What you need to do >>
- A) Reproduce the portion of the text on ICE prosecutorial discretion between "This week, the" and "in immigration cases.", inclusive, word for word.
- B) Pick up the text on ICE prosecutorial discretion from its last sentence and continue writing it.
BEGIN Document text
This week, the Department of Homeland Security (DHS) directed ICE attorneys to begin a review process of current immigration cases pending before immigration courts in order to close or dismiss those cases warranting prosecutorial discretion. The attorneys also received additional guidance on how to apply discretion in certain low priority cases. At the same time, DHS announced new training modules for all ICE field agents on prosecutorial discretion. The package of initiatives are a follow up to ICE Director John Morton’s June 17th memo which describes how, when, and why ICE officials should exercise prosecutorial discretion in immigration cases.
By reviewing these pending and incoming immigration cases—a process slated to last two months—DHS hopes to relieve some of the backlog and stop diverting resources from low priority cases and focus more attention on deporting high-priority criminals. There are currently 300,000 current cases pending before immigration courts.
END Document text
BEGIN Material provided
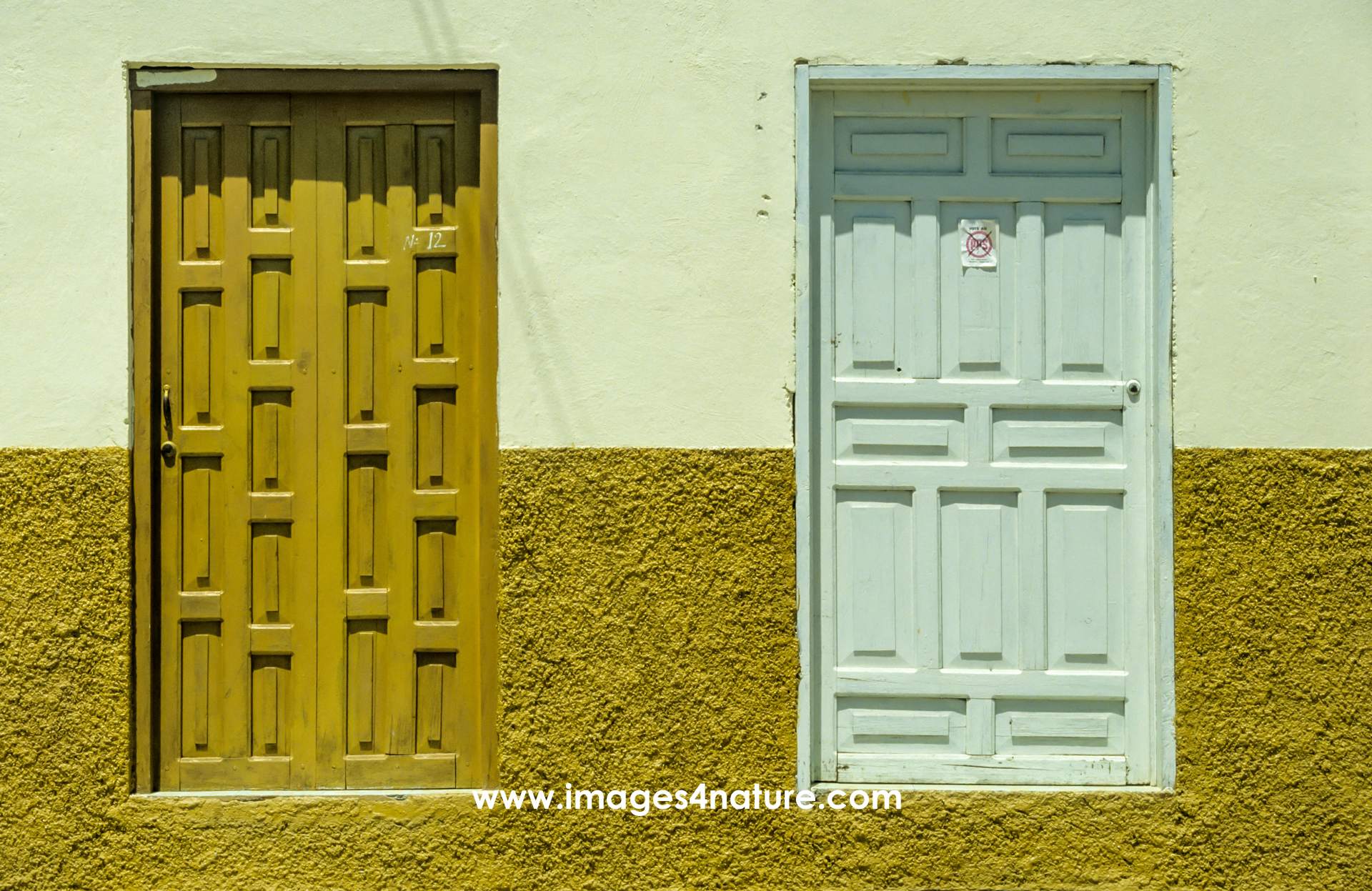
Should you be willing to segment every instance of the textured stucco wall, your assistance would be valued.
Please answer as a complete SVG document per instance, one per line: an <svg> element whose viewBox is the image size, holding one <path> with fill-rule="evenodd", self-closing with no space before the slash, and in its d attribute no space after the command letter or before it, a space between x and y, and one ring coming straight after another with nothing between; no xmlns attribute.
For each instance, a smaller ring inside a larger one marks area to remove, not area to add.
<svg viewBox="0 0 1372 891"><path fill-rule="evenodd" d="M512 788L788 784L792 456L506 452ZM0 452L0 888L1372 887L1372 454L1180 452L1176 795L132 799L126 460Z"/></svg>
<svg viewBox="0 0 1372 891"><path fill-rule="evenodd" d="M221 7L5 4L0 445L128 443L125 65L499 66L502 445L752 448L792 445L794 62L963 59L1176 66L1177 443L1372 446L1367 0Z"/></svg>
END Material provided
BEGIN Material provided
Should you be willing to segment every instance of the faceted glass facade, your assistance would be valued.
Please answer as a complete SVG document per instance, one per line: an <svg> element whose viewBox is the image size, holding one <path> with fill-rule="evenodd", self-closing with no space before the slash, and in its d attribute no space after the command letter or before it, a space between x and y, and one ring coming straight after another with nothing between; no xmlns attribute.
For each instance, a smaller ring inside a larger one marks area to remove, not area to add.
END Material provided
BEGIN Material provided
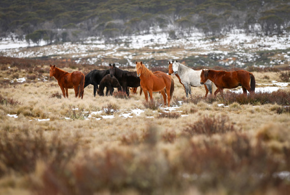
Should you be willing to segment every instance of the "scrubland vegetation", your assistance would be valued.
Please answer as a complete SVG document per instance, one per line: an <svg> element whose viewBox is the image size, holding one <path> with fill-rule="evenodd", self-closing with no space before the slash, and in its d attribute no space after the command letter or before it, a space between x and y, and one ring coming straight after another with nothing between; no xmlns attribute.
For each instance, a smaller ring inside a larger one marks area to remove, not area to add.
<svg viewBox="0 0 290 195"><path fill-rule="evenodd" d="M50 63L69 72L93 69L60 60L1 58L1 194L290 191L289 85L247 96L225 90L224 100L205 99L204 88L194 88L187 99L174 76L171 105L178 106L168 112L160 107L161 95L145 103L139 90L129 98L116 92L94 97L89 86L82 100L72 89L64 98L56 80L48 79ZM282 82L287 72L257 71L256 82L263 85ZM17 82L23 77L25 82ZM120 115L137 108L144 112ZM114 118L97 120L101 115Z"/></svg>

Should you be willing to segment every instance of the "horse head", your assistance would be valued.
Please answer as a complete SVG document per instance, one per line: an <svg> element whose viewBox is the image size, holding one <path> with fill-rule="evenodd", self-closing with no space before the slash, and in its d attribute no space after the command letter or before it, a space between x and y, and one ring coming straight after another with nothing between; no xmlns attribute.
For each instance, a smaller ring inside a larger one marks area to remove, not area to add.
END Material provided
Responses to the exercise >>
- A)
This week, the Department of Homeland Security (DHS) directed ICE attorneys to begin a review process of current immigration cases pending before immigration courts in order to close or dismiss those cases warranting prosecutorial discretion. The attorneys also received additional guidance on how to apply discretion in certain low priority cases. At the same time, DHS announced new training modules for all ICE field agents on prosecutorial discretion. The package of initiatives are a follow up to ICE Director John Morton’s June 17th memo which describes how, when, and why ICE officials should exercise prosecutorial discretion in immigration cases.

- B)
To help immigration officers determine who is a low or high enforcement priority, DHS laid out a set of criteria in another memo. Those who are a high priority include national security risks, convicted felons, gang members, those guilty of immigration fraud, or those who have an egregious record of immigration violations. Those who are a low priority include:
- those in good standing with or veterans of the U.S. Coast Guard or Armed Forces, including spouses or children
- children who have been in the U.S. for more than five years and who are in school or have completed high school
- those who came to the U.S. before the age of 16, have been here for five years, completed high school and is pursing college
- those over the age of 65 who have been in the U.S. for more than 10 years
- victims of domestic abuse, human trafficking or other serious crimes
- LPRs (green card holders) who have been in the U.S. for 10 years or more and has committed a single, minor, non-violent offense
- those with serious mental conditions that require significant medical or detention resources
- those with long-term presence in the U.S., has an immediate U.S. citizen family member and has established compelling ties or made compelling contributions to the U.S.
In determining which cases should receive prosecutorial discretion, DHS requires attorneys to make a case-by-case determination of eligibility. In addition, no case can be closed or dismissed without first being vetted national security risks and must be approved by a supervising official at CBP, USCIS or ICE.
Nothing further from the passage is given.